◆ Excerpt to read:
BEGIN

Some of that stuff was HEAVY. I followed a 50 lb RT down the stairs once. I landed on top, so I counted myself rather fortunate. :-D
I think it was several lifetimes ago—in a galaxy far, far away.
I get a sense of wonderful freedom when I leave my cell phone at home, unless it's a work day, then I freak out.
The “Wow, look at that!” factor must be pretty high for the phone. There are instructions on how to DIY out there.
Carter 1, Soetoro 0.
When you got the opportunity to mingle with the regular people, did you get a sense that they were aware that Cuba was led by a mass murdering schmuck? Did you sense any anti-American sentiment? How were the cigars?
I don't relish the thought.
It was sometime in the early ‘80s, I was 12 or 13, riding in a car with a friend (her dad was driving) and she said, “hey, do you want to call your mom?” She handed me this huge handset-thinga-ma-bob and I was like, “huh?” Anyway, I dialed and spoke to my mother while riding down a little suburban road. I remember asking her, “Guess where I am! In Mr. Z’s car!!!”
I can still remember the amazement.... have no idea who Mr. Z worked for, but that was one cool gadget.
I just read “The Victorian Internet.” There were 1,000 such telegraph stations in Europe.
Sometimes I really miss beepers. They told you when someone was trying to get ahold you and you could call them back at your leisure. If it was an emergency, they just added '911' to their callback number and you knew to call them sooner rather than later.
- May I speak to Carmen? - I believe you've got a wrong number. - Oh. Can you verify the number I dialed? - OK. (Sucker me.) - 555- 5678 - That's correct. - Sir, may I interest you in this program, which will blah blah, blah... - No!
Just do what Danny DeVito did in ‘Ruthless People’.
- May I speak to Debbie?
- Debbie can’t talk to you right now, my —— is in her -——. I’ll have her call you back, when I’m through.
- I love wrong numbers.
Cell phones are great but this stupid text messaging will never catch on.
In my “to read” list.
The Early History of Data Networks by Gerard J. Holzmann and Bjorn Pehrson.
What was the bandwidth on that thing? About 6 letters a minute? 1 Kbps?
Thanks — added to my “to read” list, too.

END

Carry on the comment thread about old phones and telegraphs, picking up after its last comment.

◆ Information:
BEGIN

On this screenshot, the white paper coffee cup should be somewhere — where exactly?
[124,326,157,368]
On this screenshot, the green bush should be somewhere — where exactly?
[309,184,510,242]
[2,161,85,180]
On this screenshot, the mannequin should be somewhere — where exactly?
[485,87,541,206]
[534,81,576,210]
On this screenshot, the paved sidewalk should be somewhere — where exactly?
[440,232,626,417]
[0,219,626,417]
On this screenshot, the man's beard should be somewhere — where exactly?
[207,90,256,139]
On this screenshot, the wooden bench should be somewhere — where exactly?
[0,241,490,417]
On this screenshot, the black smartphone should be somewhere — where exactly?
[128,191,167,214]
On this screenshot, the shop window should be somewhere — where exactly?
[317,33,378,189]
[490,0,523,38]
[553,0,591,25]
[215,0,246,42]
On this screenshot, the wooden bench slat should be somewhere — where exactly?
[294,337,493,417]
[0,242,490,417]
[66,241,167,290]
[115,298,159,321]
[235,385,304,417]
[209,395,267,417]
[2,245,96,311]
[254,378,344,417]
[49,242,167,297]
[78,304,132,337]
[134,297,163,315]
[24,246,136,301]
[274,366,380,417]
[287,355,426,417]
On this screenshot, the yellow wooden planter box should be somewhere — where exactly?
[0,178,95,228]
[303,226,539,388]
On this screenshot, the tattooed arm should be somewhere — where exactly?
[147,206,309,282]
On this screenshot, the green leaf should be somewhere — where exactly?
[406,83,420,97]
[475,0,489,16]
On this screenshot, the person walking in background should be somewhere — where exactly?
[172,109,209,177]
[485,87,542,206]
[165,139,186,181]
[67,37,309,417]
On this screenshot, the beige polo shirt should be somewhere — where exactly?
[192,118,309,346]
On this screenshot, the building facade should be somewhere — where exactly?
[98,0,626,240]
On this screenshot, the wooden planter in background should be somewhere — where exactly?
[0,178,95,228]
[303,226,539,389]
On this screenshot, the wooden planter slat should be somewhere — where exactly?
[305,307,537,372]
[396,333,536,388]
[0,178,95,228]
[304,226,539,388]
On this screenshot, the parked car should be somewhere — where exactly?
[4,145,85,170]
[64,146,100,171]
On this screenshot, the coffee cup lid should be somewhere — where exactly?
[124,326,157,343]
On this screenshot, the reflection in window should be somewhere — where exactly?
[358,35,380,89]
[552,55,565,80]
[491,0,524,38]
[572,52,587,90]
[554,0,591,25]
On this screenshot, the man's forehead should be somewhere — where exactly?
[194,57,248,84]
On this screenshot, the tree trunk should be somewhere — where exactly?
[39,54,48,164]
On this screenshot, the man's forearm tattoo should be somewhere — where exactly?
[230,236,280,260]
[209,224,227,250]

END

◆ Reply:
You’d enjoy “The Victorian Internet” — the history of the telegraph in a short form. I also liked “A Thread Across the Ocean: The Heroic Story of the Transatlantic Cable” by John Steele Gordon.
Both of these weave the business history with the technology history. It’s always fascinating learning about the inventors and the people who made fortunes — and they are often not the same people.
Used a Motorola HT-200 with an added DTMF encoder to place "autopatch" calls in '77 after getting tech ham ticket.
Used WR5ABY 146.88 Dallas/DARC and WR5ABE 146.(don't recall freq) in Irving at the time to make those 'calls' ...
Motorola HT-200 portable radio (model run from 1960 - 1970 or so): mfwright.com/mikeht220/ht200.html
Motorola HT-220 shown in right-background ...
This woman was on a cell phone in 1928.
I have read “The Victorian Internet.” The Gordon book looks good.
Over the past 3 or 4 years, I’ve done extensive reading on the history of communications and news gathering.
Since I do my own newsblog and have no “formal journalistic training,” I thought some history of the craft would be helpful.
The Chappes carried out experiments during the next two years, and on two occasions their apparatus at Place de l’Étoile, Paris was destroyed by mobs who thought they were communicating with royalist forces. However in the summer of 1792 Claude was appointed Ingénieur-Télégraphiste and charged with establishing a line of stations between Paris and Lille, a distance of 230 kilometres (about 143 miles). It was used to carry dispatches for the war between France and Austria. In 1794, it brought news of a French capture of Condé-sur-l’Escaut from the Austrians less than an hour after it occurred. The first symbol of a message to Lille would pass through 15 stations in only nine minutes. The speed of the line varied with the weather, but the line to Lille typically transferred 36 symbols, a complete message, in about 32 minutes.
Actually, yes I do, because I am disabled after a gentleman ran a yield sign and tore off the front of my car and left me with RSD/CRPS a chronic pain issue. So surfing for info is a part time job now.